REQUIRED ACTION 1:
From the Ghizela Vass biography, reproduce the passage starting at "Ghizela Vass (also" and ending at "to external affairs.".
REQUIRED ACTION 2:
Which orders does the Ghizela Vass biography say she was awarded membership in? List each order once, without its classes or years.
REQUIRED ACTION 3:
According to the Ghizela Vass biography, which district was she elected for when she served in the Great National Assembly?

DOCUMENT EXTRACT:

-*-

Ghizela Vass (also Gisela or Gisella Vass; April 22, 1912 - 2004), a Romanian communist, was an activist and politician of the Romanian Communist Party (PCR). In its 2007 report, the Presidential Commission for the Study of the Communist Dictatorship in Romania identified her as one of the two main agents of the Communist regime involved in policies pertaining to external affairs.

Born in Iași, Vass went through seven years of elementary school, later attending the Ștefan Gheorghiu Academy. A seamstress by trade, she joined the textile workers’ union in 1930 and was part of International Red Aid Chișinău from 1931 to 1933. She joined the Romanian Communist Party, then illegal, in 1933. Arrested, she was imprisoned at Mislea and Dumbrăveni prisons. A Jew, she was deported to the Transnistria Governorate during World War II, where she was held at the Vapniarka concentration camp together with Petre Lupu, Simion Bughici, Lazar Grunberg, Andrei Bernat, Barbu Zaharescu, Ștefan Voicu, and Emanuel Vinea. After the coup of August 23, 1944, she held a number of positions in the PCR (which soon after became the Romanian Workers' Party, PMR), starting as a member of the Bucharest county party committee bureau. In 1948 she joined the Ilfov County party committee.

Vass served as adjunct to the chief of the Organizational Section of the Central Committee of the PMR; president of the county committee of party member verification from Reșița, secretary of the Bucharest city party committee (from January 1953); chief of the Women's Party Work Section of the Central Committee of the PMR (1955 - 24 January 1956); inspector for the Central Committee of the PMR and coordinator of the Foreign Cadres and Foreign Relations Sections of the Central Committee of the PMR (until January 1957); chief of the Foreign Relations Section of the Central Committee of the PMR (January 1957 - November 1965); chief of the International Section of the Central Committee of the PMR (from November 1965); and adjunct to the chief of the International Relations and International Economic Cooperation Section of the Central Committee of the PCR (1975 - February 1982). She retired in February 1982.

Vass was an alternate member of the Central Committee of the PMR (23 February 1948 - 27 May 1952) and a member of the Central Committee of the Romanian PMR (later PCR) (27 May 1952 - 22 November 1984). She served in the Great National Assembly from 1952 to 1957, elected for the Focșani district, Regiunea Bârlad. She was awarded membership in the following orders: Order of the Star of the Romanian People's Republic, class III (1948); class II (1964); Order of Labor, class II (1948); class I (1962); Order "Defense of the Fatherland", class II (1949); August 23 Order, class II (1959); and Tudor Vladimirescu Order, class II (1966). Additionally, she was given the title "Hero of Socialist Labour of the Romanian Socialist Republic" in 1971.

She was married to Ladislau (László) Vass (1912-1977), himself a Central Committee member. The couple, who lived for many years on Zambaccian Street, nr. 1, in the Dorobanți neighborhood of Bucharest, had the children. One daughter, Ecaterina, became a professor at the Politehnica University of Bucharest; she had a son, Bogdan Olteanu, the former president of the Chamber of Deputies of Romania. The other daughter, Zoia, studied Law and left for the United States in 1980, while the son, Gheorghe, died in his youth.

-*-

DATA SUPPLIED:
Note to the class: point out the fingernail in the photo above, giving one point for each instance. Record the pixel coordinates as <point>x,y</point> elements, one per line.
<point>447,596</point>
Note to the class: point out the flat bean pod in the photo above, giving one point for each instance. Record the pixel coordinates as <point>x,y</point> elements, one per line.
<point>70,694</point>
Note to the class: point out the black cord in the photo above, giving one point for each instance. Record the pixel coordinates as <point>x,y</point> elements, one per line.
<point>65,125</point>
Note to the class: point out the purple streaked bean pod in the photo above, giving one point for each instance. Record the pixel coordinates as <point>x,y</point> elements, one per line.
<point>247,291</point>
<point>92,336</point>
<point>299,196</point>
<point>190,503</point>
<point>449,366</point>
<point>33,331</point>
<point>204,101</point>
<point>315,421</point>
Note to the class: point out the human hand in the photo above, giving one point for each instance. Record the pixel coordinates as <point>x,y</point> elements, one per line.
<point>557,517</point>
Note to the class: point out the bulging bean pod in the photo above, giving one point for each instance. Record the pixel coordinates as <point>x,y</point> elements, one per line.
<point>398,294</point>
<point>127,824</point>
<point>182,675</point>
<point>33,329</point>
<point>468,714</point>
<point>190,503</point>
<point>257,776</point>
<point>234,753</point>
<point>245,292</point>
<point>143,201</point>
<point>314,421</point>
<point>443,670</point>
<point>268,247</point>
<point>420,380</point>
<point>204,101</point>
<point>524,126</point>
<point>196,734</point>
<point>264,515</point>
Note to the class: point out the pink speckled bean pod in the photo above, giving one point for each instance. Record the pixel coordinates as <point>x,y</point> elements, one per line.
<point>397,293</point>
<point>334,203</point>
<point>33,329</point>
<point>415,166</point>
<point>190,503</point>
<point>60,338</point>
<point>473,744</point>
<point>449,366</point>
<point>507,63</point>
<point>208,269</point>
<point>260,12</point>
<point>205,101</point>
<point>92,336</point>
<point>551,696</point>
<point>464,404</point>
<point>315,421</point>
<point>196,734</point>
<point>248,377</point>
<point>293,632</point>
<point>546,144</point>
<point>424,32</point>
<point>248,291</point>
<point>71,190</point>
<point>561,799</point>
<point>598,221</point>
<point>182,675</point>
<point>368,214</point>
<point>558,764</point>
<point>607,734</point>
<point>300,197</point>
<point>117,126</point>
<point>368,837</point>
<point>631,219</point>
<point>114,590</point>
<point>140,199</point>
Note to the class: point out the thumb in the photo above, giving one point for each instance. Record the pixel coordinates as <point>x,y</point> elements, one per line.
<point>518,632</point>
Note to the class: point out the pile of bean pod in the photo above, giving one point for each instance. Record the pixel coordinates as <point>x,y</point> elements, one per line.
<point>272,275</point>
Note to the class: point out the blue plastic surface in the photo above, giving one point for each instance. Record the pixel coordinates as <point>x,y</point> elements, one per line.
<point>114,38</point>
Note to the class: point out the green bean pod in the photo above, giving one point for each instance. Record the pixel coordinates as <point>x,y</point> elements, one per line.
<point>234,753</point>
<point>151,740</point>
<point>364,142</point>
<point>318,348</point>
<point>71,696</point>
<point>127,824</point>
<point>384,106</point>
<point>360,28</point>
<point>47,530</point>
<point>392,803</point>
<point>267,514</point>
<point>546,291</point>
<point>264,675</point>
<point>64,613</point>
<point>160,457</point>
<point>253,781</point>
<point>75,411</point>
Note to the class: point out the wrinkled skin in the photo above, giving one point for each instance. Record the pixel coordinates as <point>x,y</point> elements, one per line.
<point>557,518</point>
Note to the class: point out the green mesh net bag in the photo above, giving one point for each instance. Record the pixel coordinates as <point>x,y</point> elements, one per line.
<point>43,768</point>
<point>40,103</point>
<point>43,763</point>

-*-

EXERCISE SOLUTION 1:
Ghizela Vass (also Gisela or Gisella Vass; April 22, 1912 - 2004), a Romanian communist, was an activist and politician of the Romanian Communist Party (PCR). In its 2007 report, the Presidential Commission for the Study of the Communist Dictatorship in Romania identified her as one of the two main agents of the Communist regime involved in policies pertaining to external affairs.

EXERCISE SOLUTION 2:
- Order of the Star of the Romanian People's Republic
- Order of Labor
- Order "Defense of the Fatherland"
- August 23 Order
- Tudor Vladimirescu Order

EXERCISE SOLUTION 3:
She was elected for the Focșani district, Regiunea Bârlad.